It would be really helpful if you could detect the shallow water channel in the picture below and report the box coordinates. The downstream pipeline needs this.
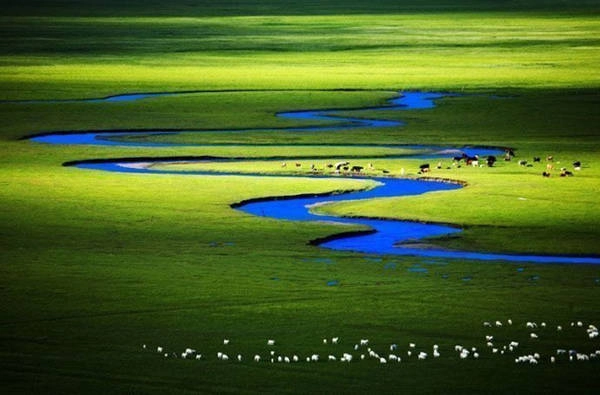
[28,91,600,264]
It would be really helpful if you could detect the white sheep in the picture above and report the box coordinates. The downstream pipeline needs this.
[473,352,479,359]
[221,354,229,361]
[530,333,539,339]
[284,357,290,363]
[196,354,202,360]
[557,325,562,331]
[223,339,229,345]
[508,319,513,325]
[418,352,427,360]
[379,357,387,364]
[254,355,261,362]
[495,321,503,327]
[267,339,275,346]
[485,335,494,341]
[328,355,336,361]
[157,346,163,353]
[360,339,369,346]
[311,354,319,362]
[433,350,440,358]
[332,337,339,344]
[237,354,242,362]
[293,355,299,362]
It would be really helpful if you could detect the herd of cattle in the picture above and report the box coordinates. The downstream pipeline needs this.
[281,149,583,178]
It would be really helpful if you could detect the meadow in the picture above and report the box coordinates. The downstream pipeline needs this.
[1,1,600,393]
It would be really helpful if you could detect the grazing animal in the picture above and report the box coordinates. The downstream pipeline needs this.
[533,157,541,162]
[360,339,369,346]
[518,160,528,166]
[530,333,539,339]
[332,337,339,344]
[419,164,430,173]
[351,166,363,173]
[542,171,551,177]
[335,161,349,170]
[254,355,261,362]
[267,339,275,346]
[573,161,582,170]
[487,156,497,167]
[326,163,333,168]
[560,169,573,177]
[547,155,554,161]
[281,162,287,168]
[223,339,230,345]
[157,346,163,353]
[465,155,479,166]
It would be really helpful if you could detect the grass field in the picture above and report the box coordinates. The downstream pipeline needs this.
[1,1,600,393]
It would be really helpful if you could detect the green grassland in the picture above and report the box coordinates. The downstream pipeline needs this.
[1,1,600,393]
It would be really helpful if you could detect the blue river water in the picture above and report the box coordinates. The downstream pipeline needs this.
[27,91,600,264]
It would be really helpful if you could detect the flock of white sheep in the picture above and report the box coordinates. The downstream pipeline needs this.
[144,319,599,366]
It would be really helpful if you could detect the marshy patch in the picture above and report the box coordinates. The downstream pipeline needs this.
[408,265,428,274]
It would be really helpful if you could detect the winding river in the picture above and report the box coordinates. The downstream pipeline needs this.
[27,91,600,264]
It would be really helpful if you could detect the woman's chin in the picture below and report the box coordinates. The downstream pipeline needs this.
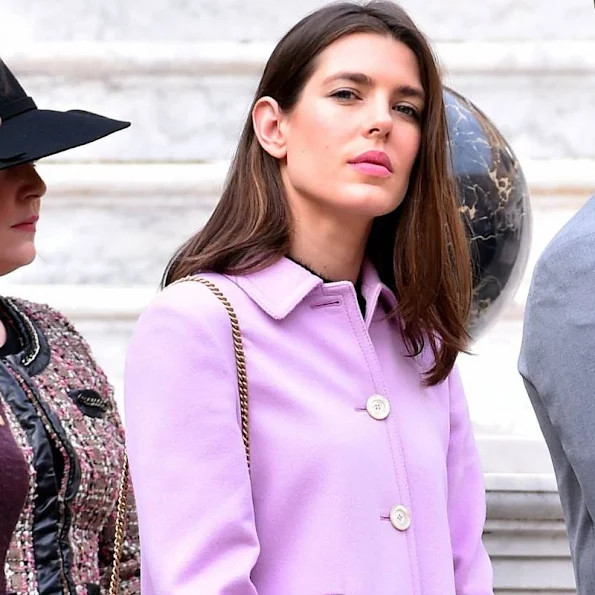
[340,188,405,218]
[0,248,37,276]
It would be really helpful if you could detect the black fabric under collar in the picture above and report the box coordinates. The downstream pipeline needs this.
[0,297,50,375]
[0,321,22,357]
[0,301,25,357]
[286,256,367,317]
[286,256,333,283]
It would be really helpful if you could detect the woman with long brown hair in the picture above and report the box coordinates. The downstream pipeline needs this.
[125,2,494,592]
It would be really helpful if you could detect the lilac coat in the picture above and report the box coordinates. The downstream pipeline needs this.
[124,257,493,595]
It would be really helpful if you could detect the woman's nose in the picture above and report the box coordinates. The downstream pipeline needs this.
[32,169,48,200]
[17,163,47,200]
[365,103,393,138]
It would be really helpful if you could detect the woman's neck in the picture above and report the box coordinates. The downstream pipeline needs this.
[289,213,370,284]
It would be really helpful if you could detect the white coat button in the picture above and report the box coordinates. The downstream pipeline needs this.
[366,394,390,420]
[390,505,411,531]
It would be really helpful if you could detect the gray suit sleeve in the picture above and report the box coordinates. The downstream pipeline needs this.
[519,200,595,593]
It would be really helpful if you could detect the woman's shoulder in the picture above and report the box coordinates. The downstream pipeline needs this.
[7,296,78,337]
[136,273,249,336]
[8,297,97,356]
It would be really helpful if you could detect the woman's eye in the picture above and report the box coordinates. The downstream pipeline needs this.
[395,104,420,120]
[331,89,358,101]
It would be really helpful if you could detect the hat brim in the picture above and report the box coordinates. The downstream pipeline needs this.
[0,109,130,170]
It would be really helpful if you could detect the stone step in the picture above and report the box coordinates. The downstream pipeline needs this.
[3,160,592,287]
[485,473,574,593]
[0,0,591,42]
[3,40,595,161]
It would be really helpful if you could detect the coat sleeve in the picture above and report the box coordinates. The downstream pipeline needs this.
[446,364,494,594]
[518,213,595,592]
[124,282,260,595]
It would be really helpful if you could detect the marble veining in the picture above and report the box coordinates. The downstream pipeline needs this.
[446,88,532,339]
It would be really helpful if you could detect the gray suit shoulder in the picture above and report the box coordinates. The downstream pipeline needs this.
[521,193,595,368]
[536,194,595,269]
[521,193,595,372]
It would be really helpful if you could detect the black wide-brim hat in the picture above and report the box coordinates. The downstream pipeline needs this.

• • • • • • •

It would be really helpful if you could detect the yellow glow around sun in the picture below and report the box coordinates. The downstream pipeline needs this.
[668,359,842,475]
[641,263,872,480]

• • • • • • •

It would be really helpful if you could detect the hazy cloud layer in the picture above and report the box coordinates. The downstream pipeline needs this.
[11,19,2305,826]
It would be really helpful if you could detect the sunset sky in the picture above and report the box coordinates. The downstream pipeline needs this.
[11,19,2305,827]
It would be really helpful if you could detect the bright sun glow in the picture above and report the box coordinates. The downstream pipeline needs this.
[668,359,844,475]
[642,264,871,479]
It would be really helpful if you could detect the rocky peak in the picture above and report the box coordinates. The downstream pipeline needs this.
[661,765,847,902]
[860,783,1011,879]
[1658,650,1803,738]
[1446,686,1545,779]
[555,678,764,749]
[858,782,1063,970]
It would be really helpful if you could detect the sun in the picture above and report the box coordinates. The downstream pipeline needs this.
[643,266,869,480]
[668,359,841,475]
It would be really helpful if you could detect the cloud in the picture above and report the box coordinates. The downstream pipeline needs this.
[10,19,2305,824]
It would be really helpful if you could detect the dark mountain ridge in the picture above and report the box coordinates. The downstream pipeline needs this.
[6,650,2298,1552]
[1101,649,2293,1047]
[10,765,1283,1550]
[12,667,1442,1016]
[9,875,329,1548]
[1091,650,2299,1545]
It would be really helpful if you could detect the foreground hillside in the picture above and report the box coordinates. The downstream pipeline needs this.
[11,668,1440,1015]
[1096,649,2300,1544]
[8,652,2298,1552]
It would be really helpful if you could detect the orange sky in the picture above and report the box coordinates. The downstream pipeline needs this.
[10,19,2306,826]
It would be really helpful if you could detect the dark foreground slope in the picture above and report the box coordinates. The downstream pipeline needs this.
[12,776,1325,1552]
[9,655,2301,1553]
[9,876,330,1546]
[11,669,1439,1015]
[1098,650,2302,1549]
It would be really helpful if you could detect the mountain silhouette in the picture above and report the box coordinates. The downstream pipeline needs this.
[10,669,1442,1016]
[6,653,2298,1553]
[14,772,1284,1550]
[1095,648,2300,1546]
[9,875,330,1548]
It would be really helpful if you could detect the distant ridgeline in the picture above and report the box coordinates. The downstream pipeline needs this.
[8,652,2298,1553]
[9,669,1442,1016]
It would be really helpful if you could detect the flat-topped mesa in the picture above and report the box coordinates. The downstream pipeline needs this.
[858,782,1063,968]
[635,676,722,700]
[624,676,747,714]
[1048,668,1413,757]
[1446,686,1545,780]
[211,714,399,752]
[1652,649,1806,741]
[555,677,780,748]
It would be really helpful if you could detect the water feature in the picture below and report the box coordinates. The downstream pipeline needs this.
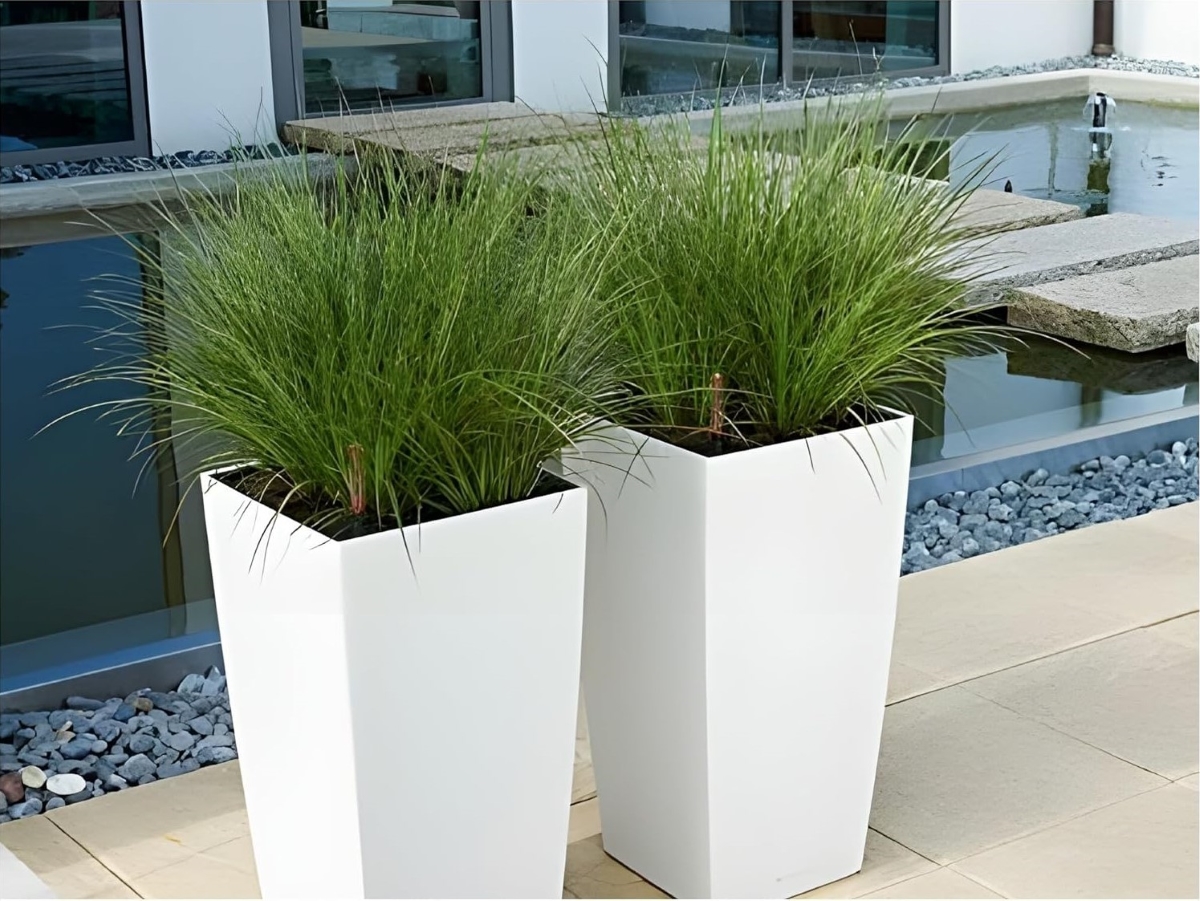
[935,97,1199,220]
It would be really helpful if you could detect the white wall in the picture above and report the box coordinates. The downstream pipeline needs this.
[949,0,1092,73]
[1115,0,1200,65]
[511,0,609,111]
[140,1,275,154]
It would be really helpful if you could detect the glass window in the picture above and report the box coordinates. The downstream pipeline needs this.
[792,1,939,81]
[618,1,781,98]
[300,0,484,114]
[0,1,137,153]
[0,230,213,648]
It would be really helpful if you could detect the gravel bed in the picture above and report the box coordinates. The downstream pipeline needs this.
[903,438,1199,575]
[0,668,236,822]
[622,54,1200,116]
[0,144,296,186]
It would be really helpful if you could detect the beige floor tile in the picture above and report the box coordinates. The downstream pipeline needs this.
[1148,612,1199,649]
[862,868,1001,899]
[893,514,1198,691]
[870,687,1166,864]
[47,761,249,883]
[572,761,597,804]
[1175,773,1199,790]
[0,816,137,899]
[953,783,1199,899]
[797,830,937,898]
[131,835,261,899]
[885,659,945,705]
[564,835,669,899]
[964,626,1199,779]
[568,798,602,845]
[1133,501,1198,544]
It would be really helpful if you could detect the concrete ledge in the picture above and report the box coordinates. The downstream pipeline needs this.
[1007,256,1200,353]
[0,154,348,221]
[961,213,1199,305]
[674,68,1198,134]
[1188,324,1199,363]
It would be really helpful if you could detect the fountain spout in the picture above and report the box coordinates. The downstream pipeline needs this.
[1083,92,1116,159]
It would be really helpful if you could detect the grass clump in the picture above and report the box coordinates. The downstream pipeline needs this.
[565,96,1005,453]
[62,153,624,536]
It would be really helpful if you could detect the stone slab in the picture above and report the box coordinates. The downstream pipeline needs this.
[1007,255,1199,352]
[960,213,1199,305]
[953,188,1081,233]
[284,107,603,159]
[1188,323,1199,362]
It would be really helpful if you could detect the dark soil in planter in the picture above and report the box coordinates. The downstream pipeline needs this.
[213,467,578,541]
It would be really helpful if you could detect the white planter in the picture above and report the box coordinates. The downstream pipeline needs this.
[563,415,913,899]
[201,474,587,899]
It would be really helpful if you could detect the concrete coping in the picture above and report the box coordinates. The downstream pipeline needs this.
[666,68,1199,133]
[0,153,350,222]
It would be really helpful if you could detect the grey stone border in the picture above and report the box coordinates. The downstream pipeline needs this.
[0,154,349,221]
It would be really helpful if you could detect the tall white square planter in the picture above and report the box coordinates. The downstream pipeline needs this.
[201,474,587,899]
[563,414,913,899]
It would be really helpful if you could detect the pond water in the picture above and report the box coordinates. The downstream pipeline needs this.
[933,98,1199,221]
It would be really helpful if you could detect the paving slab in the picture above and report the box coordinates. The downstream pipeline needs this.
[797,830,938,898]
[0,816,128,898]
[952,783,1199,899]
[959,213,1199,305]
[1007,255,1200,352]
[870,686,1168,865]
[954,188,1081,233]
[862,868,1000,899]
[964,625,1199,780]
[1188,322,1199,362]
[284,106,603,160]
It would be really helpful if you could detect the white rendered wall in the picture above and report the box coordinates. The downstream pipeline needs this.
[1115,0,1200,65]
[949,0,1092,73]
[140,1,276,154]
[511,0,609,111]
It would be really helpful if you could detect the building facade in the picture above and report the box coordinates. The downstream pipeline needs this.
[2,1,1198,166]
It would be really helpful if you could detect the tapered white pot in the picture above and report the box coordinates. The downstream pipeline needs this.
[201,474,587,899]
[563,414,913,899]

• • • • • • •

▶ **Work instruction**
Reprint exactly the lines above that start at the one with "gray suit shoulder" and end at the one with "the black wide-brim", keeping both and adding none.

▶ **Reply to the exercise**
It would be really helpful if you could detect the gray suit shoulder in the picture above and report the box coordinates. The downstream pipeline needs this.
[521,193,595,368]
[536,194,595,269]
[521,193,595,372]
It would be really helpful if you could detect the black wide-brim hat in the picture above and report the box coordinates. The downstream pipeline needs this.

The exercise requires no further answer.